Set exercise:
Rewrite the records below with "conical hat" switched to "pointed hat", keeping everything else the same. Leave the pictures out of your answer.

(Items from a dataset)
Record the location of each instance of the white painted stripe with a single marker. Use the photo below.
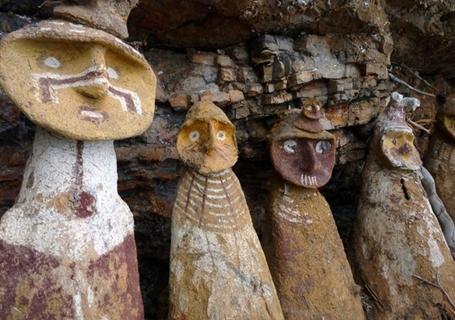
(92, 114)
(77, 304)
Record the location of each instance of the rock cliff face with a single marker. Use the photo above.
(255, 58)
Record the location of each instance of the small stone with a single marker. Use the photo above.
(266, 72)
(313, 89)
(352, 71)
(247, 74)
(227, 74)
(269, 88)
(218, 97)
(378, 69)
(281, 85)
(278, 98)
(179, 101)
(225, 61)
(300, 78)
(203, 58)
(254, 89)
(236, 96)
(240, 54)
(241, 111)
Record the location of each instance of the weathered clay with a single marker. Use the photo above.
(79, 82)
(440, 159)
(304, 250)
(67, 247)
(218, 269)
(107, 15)
(398, 245)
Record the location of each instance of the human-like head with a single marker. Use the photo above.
(447, 116)
(303, 153)
(77, 81)
(206, 141)
(394, 137)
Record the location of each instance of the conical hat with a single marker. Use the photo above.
(290, 126)
(205, 111)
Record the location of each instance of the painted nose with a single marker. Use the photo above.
(95, 84)
(211, 141)
(309, 162)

Answer for the task:
Record the location of each instance of the white painted stripe with a single marker. Use the photo below.
(92, 114)
(77, 304)
Record the location of each instance of the rock cliff face with a single marker. Use the photo above.
(255, 58)
Record the location of each instance of the small stone with a single marker. Use the photo above.
(266, 72)
(313, 89)
(352, 71)
(247, 74)
(227, 74)
(269, 88)
(218, 97)
(378, 69)
(281, 85)
(278, 98)
(179, 101)
(225, 61)
(300, 78)
(203, 58)
(254, 89)
(236, 96)
(240, 54)
(241, 111)
Record the location of each instance of the weathered clay with a single marker. Use the photo above.
(79, 82)
(440, 159)
(304, 250)
(67, 247)
(218, 269)
(107, 15)
(398, 245)
Record the location of each instance of the human-like head with a single marker. Use the photo above.
(447, 116)
(303, 153)
(77, 81)
(206, 141)
(394, 137)
Record the location of each instance of the pointed hat with a single marker. Use the photo above.
(290, 126)
(205, 111)
Record the location of each instance of the painted nose with a single marker. Use the photo above.
(95, 84)
(211, 141)
(309, 162)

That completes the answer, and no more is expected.